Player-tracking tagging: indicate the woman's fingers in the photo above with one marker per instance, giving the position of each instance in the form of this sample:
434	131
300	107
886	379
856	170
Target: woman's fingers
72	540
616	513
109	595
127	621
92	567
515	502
======
=== Aim ===
Copy each line of the data exactly, leaving nothing out.

=== Full answer ===
Player-tracking tagging: indicate the woman's fingers in the photo above with one marker per instance, giving the position of each instance in the form of this sample:
434	131
300	107
886	379
856	170
Target: woman's fingers
72	540
616	513
109	595
127	621
92	567
515	502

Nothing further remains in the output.